_What is required_
Everything from the line holding "In this exercise you will locate the registration" through the final line of the entries below is to be duplicated exactly, and nothing outside that span.

_Data to examine_
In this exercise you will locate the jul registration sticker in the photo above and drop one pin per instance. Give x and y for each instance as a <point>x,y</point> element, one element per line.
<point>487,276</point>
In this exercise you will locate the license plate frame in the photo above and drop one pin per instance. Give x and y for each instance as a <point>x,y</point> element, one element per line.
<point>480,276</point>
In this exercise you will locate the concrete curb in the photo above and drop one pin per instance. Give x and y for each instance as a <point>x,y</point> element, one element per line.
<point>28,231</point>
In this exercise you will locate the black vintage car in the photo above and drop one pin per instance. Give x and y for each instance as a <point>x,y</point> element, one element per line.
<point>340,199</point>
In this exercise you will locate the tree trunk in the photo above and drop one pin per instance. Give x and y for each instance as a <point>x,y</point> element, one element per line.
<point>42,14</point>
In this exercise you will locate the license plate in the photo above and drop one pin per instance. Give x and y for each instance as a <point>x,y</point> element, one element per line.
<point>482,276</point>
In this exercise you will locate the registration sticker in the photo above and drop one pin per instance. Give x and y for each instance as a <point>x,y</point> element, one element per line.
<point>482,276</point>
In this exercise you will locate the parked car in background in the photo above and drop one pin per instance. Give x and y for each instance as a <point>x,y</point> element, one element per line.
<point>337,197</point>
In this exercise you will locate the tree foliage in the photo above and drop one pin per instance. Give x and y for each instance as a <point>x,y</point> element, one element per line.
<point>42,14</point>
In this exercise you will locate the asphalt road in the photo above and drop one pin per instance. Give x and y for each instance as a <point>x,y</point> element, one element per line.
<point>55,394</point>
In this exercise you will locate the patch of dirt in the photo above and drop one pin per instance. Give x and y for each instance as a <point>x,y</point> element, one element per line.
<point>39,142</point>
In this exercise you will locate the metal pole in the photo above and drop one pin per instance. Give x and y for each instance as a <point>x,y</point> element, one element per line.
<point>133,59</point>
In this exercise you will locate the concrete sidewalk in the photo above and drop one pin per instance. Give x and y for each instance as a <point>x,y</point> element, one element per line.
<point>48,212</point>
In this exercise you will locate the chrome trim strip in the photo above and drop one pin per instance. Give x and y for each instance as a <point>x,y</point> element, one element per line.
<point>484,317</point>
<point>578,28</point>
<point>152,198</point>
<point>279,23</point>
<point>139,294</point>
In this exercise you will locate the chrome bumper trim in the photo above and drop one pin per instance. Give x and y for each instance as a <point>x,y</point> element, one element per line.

_Result of this exercise_
In this exercise you will locate the registration sticker in the photo above and drop one pin per instance. Give x and y for each instance as a <point>x,y</point> element, one element per line.
<point>482,276</point>
In this exercise you will locate the parked car in background in the photo above and drop one pin per instance. Give x and y for each instance as a <point>x,y</point> element, one element per line.
<point>337,197</point>
In this exercise you will locate the tree foliage in the photo above and drop one pin per instance. Give x and y for each instance as a <point>x,y</point> element, one element per line.
<point>42,14</point>
In this exercise you will locate the asphalt road in the photo above and drop one pin per instance. Give x and y for each instance as a <point>x,y</point> element, one element per line.
<point>55,394</point>
In this exercise you will locate the patch of dirt in the photo above and drop one pin per instance. Give x and y for each instance as a <point>x,y</point> element, one element per line.
<point>39,142</point>
In this exercise you will locate the metal pole in the photo above and drop one pin per instance. Give x and y for each instance as a <point>x,y</point> element, one element per line.
<point>133,59</point>
In this exercise you will locate the concrete sidewalk in the photo above and drop one pin per instance. Give x and y for each instance as a <point>x,y</point> element, one element per line.
<point>48,212</point>
In this exercise you will locate the chrome trim strip in the photo above and drop one pin per instance. Give x and y for each instance as a <point>x,y</point> element, one element per line.
<point>484,317</point>
<point>578,28</point>
<point>152,198</point>
<point>279,23</point>
<point>139,294</point>
In this exercise you will locate the chrome bumper trim in the photo above and drop one pin per instance. Give x and y for each instance as a <point>x,y</point> element, one element per line.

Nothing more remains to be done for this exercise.